begin Material
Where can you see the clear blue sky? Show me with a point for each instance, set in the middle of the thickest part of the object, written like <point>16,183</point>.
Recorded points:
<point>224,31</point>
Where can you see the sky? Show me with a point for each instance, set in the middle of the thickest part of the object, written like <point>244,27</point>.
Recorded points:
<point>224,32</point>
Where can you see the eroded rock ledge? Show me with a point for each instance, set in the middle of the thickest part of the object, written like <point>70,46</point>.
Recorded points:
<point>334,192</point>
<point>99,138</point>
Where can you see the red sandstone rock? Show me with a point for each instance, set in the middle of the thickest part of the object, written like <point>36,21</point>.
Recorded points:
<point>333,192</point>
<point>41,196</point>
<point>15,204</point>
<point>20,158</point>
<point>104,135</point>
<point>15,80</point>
end Material
begin Material
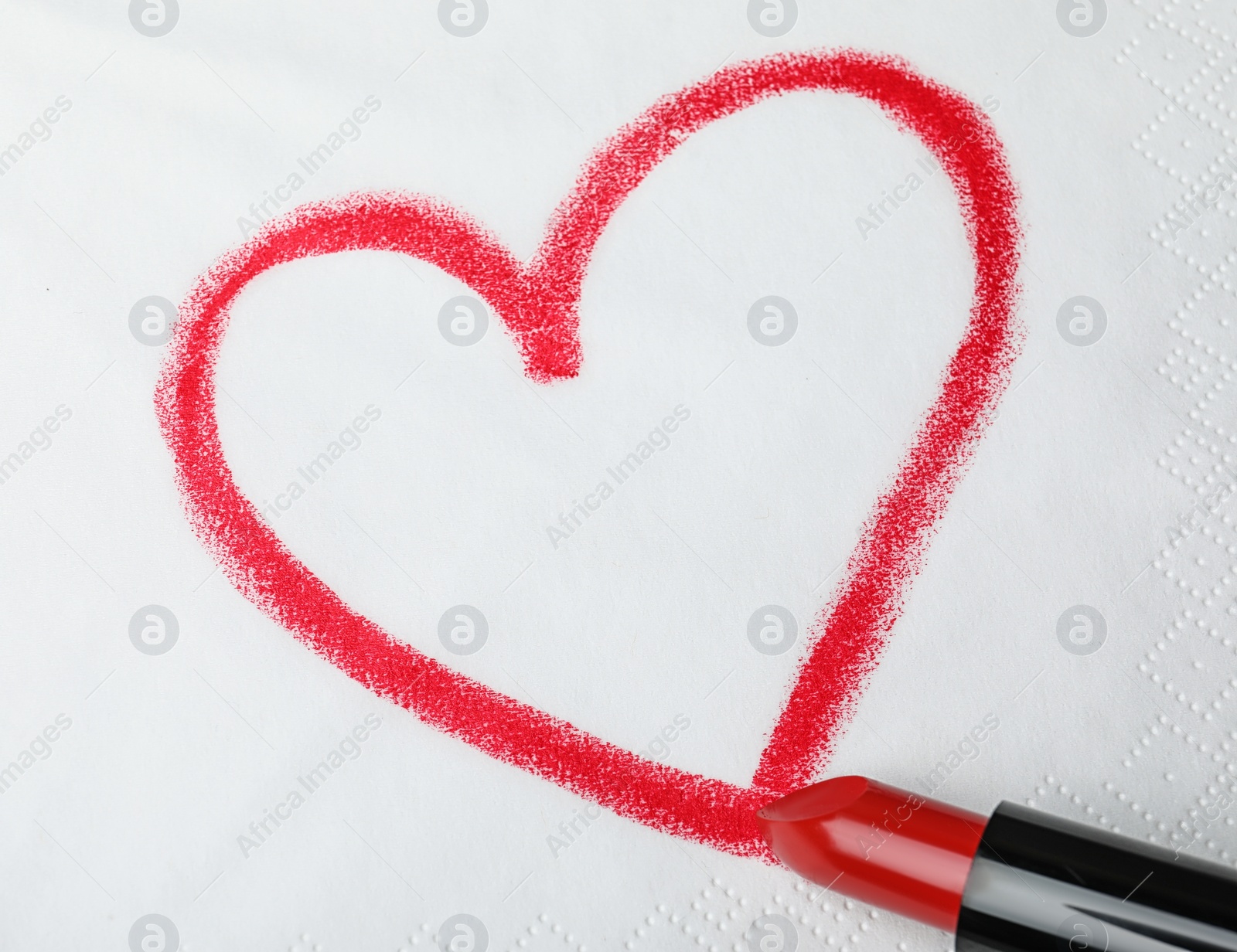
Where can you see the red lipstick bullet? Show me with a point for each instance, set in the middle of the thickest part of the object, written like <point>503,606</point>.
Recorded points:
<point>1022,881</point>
end Material
Put the lines of the entries into a Markdown table with the columns Row and Line, leaving out blank lines. Begin at the line that contains "Where can you see the sky?" and stop after the line that contains "<point>99,138</point>".

**Solution for this exercise**
| Row | Line |
|---|---|
| 1 | Where can you see the sky? Show me with a point for each instance, set in the middle of the thickest part of the object, written like <point>244,27</point>. |
| 2 | Recorded points: |
| 3 | <point>224,32</point> |
| 4 | Where can you see the eroded rock ledge? Show me with a point for each instance, set in the middle of the thickest part of the object, written like <point>70,46</point>. |
| 5 | Recorded points: |
| 6 | <point>334,192</point> |
| 7 | <point>99,138</point> |